TEXT UNDER STUDY
The van with a dead battery rolling down a steep mountain in Colorado

I was still rolling downhill due to gravity but all of the vans gauges showed ZERO. Zero gas, Zero speed, Zero temperature and Zero oil pressure and Zero battery voltage. Luckily for me there was a scenic river pullout at the bottom of the hill where the van came to a rest. Either I had a bad battery or my alternator was toast. Seeing as though the starter battery was top of the line and only two weeks old I suspected the alternator which had nearly 150,000 miles on it.

6 volt + 6 volt in series = 12 volt 200 Amp Hours

I took out the starter battery again to recharge it from the solar batteries and fired up the laptop. Searching Google with a 3G connection hotspot from My Droid X Phone the nearest auto parts store was nearly 100 miles away. I called the number to make sure they were still in business and had the part in stock. Fortunately for me they had the part in stock and were open till 10:00pm. I told the auto parts lady on the phone that I loved her and that she had saved my life. Now all I had to do was figure out a plan to get the van another 100 miles. A charged starter battery would get me about 30 miles before I had to stop and recharge it again from the Solar batteries.

Charging the Optima Yellow Top Starter Battery

The good news in Colorado is that every twenty miles there are plenty of scenic places to stop for an hour or two to look around while the battery recharged. By the end of the day the van was nearly to its destination which was the Advanced Auto Parts store in Montrose Colorado. I was so close to the store that I threw caution to the wind and skipped my final recharge. I swear I hit every red light for the next ten minutes and had every slow driver in Montrose pull out in front of me. I pulled into the auto parts store with less than 9 volts displaying on the meter and not enough to restart the van if I had wanted to. I pulled the starter battery out for another recharge and walked into the store. The sales clerk who I professed my love to was no longer there, instead I got Ralph, who was bright enough to pull the right part and charge my credit card but took forever. I swear it took him 30 minutes to process the transaction.

THE DATA
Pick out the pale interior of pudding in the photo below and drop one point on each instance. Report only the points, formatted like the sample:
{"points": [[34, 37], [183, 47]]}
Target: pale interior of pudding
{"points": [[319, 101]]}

PROBLEM
Return the portion of the account of the van's breakdown starting at "The van with" and ending at "miles on it.". Rely solely on the account of the van's breakdown and disregard the material.

EXPECTED ANSWER
The van with a dead battery rolling down a steep mountain in Colorado

I was still rolling downhill due to gravity but all of the vans gauges showed ZERO. Zero gas, Zero speed, Zero temperature and Zero oil pressure and Zero battery voltage. Luckily for me there was a scenic river pullout at the bottom of the hill where the van came to a rest. Either I had a bad battery or my alternator was toast. Seeing as though the starter battery was top of the line and only two weeks old I suspected the alternator which had nearly 150,000 miles on it.